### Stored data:
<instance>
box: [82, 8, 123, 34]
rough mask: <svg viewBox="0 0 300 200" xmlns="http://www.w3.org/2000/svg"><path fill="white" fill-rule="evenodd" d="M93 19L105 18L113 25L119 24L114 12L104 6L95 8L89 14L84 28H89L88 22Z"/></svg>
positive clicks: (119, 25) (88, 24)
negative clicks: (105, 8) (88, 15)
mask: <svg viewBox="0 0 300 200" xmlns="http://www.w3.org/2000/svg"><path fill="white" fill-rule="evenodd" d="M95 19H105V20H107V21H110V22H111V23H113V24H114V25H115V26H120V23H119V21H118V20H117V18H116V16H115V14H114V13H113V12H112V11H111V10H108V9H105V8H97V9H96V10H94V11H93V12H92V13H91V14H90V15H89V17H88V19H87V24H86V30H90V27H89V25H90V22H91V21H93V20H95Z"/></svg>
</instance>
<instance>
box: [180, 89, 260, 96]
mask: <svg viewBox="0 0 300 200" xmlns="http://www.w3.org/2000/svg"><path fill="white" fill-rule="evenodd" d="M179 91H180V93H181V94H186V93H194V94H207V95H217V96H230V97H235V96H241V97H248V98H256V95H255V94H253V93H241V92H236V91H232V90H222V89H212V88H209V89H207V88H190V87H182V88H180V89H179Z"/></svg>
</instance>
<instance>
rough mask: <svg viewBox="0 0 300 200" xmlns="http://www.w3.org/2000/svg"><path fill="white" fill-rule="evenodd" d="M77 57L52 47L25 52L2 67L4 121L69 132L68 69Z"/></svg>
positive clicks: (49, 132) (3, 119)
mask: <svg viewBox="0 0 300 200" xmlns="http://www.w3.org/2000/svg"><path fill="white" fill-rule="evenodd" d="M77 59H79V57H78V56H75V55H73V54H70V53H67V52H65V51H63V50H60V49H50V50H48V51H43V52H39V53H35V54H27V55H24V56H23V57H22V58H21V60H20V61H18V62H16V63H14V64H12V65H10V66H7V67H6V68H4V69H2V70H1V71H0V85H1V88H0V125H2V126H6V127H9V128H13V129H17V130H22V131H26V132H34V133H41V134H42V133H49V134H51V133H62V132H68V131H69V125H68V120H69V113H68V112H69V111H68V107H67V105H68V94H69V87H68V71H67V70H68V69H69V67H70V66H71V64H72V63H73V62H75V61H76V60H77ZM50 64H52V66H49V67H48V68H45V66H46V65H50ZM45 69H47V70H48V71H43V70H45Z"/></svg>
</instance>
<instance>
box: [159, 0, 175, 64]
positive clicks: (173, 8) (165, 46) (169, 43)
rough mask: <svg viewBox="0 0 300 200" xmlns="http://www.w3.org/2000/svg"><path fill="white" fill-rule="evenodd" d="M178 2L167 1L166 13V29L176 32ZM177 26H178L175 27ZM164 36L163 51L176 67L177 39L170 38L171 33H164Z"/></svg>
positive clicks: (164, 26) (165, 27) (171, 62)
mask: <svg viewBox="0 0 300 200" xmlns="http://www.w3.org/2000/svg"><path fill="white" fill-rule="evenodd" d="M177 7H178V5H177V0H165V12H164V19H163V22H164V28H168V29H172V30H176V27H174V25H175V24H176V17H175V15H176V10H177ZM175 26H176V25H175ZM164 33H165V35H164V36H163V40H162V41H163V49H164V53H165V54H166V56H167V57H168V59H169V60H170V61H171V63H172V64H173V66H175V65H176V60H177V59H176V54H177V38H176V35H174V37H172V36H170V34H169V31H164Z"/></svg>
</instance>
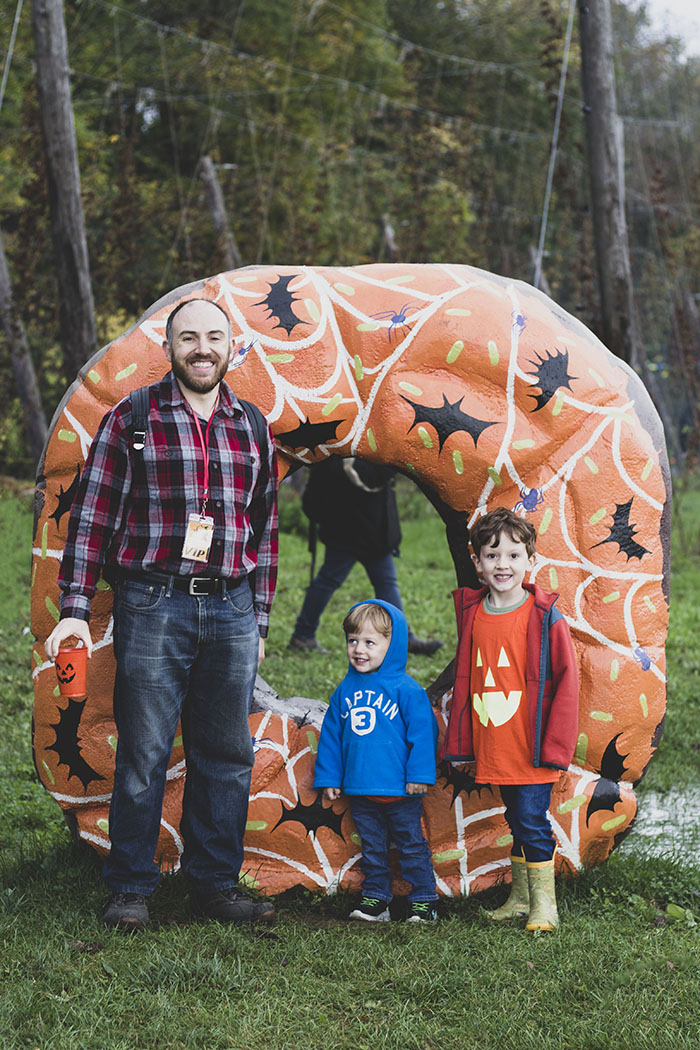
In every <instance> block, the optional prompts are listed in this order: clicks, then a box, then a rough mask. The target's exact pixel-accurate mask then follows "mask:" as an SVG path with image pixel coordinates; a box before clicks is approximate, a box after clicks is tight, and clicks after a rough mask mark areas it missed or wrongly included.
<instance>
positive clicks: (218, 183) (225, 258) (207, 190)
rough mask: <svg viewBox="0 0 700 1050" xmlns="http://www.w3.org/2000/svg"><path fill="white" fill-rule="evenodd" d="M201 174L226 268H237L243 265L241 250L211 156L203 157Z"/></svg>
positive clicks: (219, 244) (207, 201) (209, 209)
mask: <svg viewBox="0 0 700 1050" xmlns="http://www.w3.org/2000/svg"><path fill="white" fill-rule="evenodd" d="M199 176H200V178H201V181H203V183H204V184H205V192H206V194H207V204H208V205H209V210H210V211H211V213H212V218H213V219H214V227H215V229H216V233H217V234H218V239H219V245H220V246H221V250H222V252H224V261H225V264H226V269H227V270H237V269H238V267H241V266H242V265H243V262H242V259H241V257H240V252H239V251H238V245H237V244H236V238H235V237H234V235H233V231H232V230H231V225H230V223H229V215H228V213H227V210H226V204H225V203H224V193H222V192H221V185H220V183H219V181H218V175H217V174H216V168H215V167H214V162H213V161H212V159H211V156H203V158H201V162H200V164H199Z"/></svg>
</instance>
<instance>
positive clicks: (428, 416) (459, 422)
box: [401, 394, 497, 451]
mask: <svg viewBox="0 0 700 1050" xmlns="http://www.w3.org/2000/svg"><path fill="white" fill-rule="evenodd" d="M401 398H402V400H403V401H406V403H407V404H409V405H410V406H411V408H412V409H413V415H415V419H413V422H412V423H411V424H410V426H409V427H408V432H407V433H408V434H410V432H411V430H412V429H413V427H415V426H417V425H418V424H419V423H429V425H430V426H432V427H434V429H436V430H437V433H438V440H439V442H440V451H442V450H443V445H444V444H445V442H446V441H447V439H448V438H449V437H450V436H451V435H452V434H457V433H458V432H460V430H465V432H466V433H467V434H468V435H469V436H470V437H471V438H472V439H473V442H474V447H475V446H476V442H478V441H479V438H480V435H481V434H482V432H483V430H485V429H486V427H487V426H495V424H496V422H497V420H493V422H490V423H487V422H485V421H484V420H483V419H475V418H474V417H473V416H469V415H467V413H466V412H462V408H461V407H460V406H461V404H462V402H463V401H464V397H461V398H459V399H458V400H457V401H454V402H453V403H450V402H449V401H448V400H447V396H446V395H445V394H443V403H442V405H441V406H440V407H438V408H434V407H432V406H431V405H429V404H417V403H416V401H411V400H410V399H409V398H407V397H404V396H403V394H402V395H401Z"/></svg>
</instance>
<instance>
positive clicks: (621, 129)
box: [578, 0, 638, 367]
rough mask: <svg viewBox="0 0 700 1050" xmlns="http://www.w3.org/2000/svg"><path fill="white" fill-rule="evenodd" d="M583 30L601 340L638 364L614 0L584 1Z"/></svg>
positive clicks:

### EXERCISE:
Exactly as they appear, retype the lines from the start of the records through the line containing "positive clicks: (119, 25) (88, 24)".

### FINISHED TASK:
<instance>
box: [82, 8, 123, 34]
rough mask: <svg viewBox="0 0 300 200" xmlns="http://www.w3.org/2000/svg"><path fill="white" fill-rule="evenodd" d="M93 19L105 18L113 25L119 24L114 12L104 6L95 8L89 14L84 28H89L88 22Z"/></svg>
positive clicks: (119, 25) (88, 24)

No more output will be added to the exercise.